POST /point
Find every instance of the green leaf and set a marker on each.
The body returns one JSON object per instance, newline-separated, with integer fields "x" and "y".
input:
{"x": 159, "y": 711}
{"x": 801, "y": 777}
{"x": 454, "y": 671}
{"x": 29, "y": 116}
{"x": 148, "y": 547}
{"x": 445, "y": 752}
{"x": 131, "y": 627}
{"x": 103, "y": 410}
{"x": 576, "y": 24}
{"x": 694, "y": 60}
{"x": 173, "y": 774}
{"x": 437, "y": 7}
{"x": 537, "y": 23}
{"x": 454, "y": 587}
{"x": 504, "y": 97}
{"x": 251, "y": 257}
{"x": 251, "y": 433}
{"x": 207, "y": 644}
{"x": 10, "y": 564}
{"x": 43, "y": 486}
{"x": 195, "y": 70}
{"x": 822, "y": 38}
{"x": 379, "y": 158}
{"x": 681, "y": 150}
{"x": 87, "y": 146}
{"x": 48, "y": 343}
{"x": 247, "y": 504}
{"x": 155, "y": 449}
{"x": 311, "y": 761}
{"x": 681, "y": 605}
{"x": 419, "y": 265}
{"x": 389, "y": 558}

Goal of the exercise - Reproduce every line of the records above without changing a single character.

Exercise response -
POST /point
Find every instance of the green leaf and set a marker on each.
The body returns one JSON object per instance, newline-separated, with integer fields "x" and "y".
input:
{"x": 159, "y": 711}
{"x": 801, "y": 777}
{"x": 454, "y": 671}
{"x": 29, "y": 116}
{"x": 148, "y": 547}
{"x": 445, "y": 752}
{"x": 131, "y": 627}
{"x": 103, "y": 410}
{"x": 576, "y": 24}
{"x": 694, "y": 60}
{"x": 173, "y": 774}
{"x": 437, "y": 7}
{"x": 537, "y": 23}
{"x": 454, "y": 587}
{"x": 504, "y": 97}
{"x": 251, "y": 257}
{"x": 251, "y": 433}
{"x": 207, "y": 644}
{"x": 10, "y": 564}
{"x": 43, "y": 486}
{"x": 195, "y": 70}
{"x": 822, "y": 38}
{"x": 379, "y": 158}
{"x": 681, "y": 150}
{"x": 87, "y": 146}
{"x": 48, "y": 343}
{"x": 247, "y": 504}
{"x": 155, "y": 449}
{"x": 311, "y": 761}
{"x": 681, "y": 605}
{"x": 419, "y": 265}
{"x": 389, "y": 558}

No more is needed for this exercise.